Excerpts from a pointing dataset
---------------
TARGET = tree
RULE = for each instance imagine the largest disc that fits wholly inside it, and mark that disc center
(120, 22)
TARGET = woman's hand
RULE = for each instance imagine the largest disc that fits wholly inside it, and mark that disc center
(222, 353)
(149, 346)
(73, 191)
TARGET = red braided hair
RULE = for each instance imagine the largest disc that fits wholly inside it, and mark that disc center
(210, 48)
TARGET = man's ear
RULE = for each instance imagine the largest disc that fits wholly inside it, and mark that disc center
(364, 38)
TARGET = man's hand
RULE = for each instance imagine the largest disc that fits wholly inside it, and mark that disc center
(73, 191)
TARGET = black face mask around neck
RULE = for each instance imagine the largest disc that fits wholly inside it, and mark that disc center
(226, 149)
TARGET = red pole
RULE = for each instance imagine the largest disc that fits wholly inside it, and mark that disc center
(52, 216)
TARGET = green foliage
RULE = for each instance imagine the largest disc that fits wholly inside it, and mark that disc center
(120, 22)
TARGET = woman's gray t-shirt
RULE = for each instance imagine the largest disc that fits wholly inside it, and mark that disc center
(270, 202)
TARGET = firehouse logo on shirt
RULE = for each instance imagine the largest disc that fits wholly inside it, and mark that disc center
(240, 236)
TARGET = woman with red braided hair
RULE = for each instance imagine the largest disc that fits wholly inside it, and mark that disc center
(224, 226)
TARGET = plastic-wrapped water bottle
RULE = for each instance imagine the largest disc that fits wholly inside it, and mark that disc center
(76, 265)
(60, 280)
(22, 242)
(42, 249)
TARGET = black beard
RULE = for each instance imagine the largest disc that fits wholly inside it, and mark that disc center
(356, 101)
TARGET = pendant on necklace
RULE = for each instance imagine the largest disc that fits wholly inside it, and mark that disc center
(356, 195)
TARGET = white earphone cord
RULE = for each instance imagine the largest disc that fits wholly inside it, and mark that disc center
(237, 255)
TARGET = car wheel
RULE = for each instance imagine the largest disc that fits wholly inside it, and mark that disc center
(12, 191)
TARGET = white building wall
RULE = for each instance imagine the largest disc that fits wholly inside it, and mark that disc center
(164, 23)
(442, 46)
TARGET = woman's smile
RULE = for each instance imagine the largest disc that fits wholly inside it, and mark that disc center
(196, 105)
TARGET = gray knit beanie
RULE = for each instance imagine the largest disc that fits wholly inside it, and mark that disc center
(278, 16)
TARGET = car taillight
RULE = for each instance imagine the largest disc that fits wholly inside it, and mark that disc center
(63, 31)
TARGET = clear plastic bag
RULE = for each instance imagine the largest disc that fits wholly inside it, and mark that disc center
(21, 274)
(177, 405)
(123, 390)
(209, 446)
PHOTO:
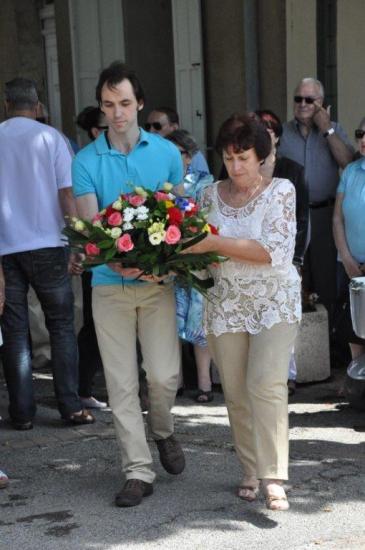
---------------
* _Objective_: Rewrite every line of the entries above as a numbered list, skipping blank lines. Leave the pictures out.

* _Finished answer_:
1. TARGET = tree
2. RULE = for each instance imagine the largest disc that fits wholly inside it, and mark that disc center
3. (120, 22)
4. TARGET = woman's hand
5. RULE = for each instance imagine the largest disc that fits wholly inside it, and mark that disc center
6. (222, 353)
7. (149, 346)
8. (73, 191)
9. TARGET = red braided hair
10. RULE = for each instance imagine the largest disc that fits wholly inside it, and mark that disc center
11. (210, 48)
12. TARGET = man's ear
13. RULE = for each instance imagine the largest disc that fits wholly inside it, and mark that disc center
14. (364, 38)
15. TARGET = man's hand
16. RULE = for each instance imagine the largest disc that fits wholly inside it, and mark that disc center
17. (73, 191)
18. TARGET = black face mask around neck
19. RULE = for each instance imagine the largest disc that fits wholly inside it, and mark that disc center
20. (226, 149)
21. TARGET = red pole
22. RULE = for each instance imagine the largest disc that fits wholly inside it, and mark that disc center
23. (52, 216)
24. TARGET = green foliage
25. RULE = for each instance imagine the largest disc that fits wholly inside it, and mark that disc center
26. (120, 22)
27. TARGET = woman's gray t-shirt
28. RULE = for each instance imagine the largest disc that fits wholly inside it, and mark that disc center
29. (270, 202)
30. TARGET = firehouse logo on shirt
31. RULE = for each instance imagine the largest disc that fits wholly inside it, and mark that disc center
32. (240, 236)
33. TARGET = woman with red braided hair
34. RULE = for each instance imagine the largest disc that fits wholly inside it, and mark that disc center
35. (224, 226)
36. TARGET = plastic-wrapped water bottle
37. RULE = for each instance imagine the largest disc that fits wholly inside it, and mark that disc center
38. (76, 265)
39. (60, 280)
40. (22, 242)
41. (42, 249)
42. TARGET = black beard
43. RULE = for each instance imagine the largest disc that fits wholly inside it, and mark that disc center
44. (356, 101)
45. TARGET = pendant on necklace
46. RULE = for each instance imagine the largest disc that fits wholly inside it, and mark that disc center
47. (356, 195)
48. TARGET = white earphone cord
49. RULE = for each instance imagine the largest disc that fits wholly inside it, and mark that disc center
50. (237, 255)
51. TARGET = car wheel
52. RULE = for each instance imagine the largest disc that fits wholly inside it, and mark that disc center
53. (12, 191)
54. TARGET = white building wall
55. RULE = for each instance imagine the largest disc that fits wholly inside it, and mark that disc center
56. (164, 23)
57. (442, 46)
58. TARGET = woman's smile
59. RULE = for each instance imagine the largest disc that fits wholly inside it, and mark that disc center
60. (196, 105)
61. TARGET = gray knit beanie
62. RULE = for each instance imagine the largest disc that fits wholly inside it, and mark that disc center
63. (278, 16)
64. TARGET = car taillight
65. RULE = for each instance imagine the largest disc that fits wholly inside it, and mark that disc center
66. (63, 31)
67. TARGET = clear plastic bag
68. RULE = for each instance imagine the largest disc that fits wholly inside it, and mark that disc center
69. (21, 274)
70. (177, 405)
71. (123, 390)
72. (209, 446)
73. PHOTO:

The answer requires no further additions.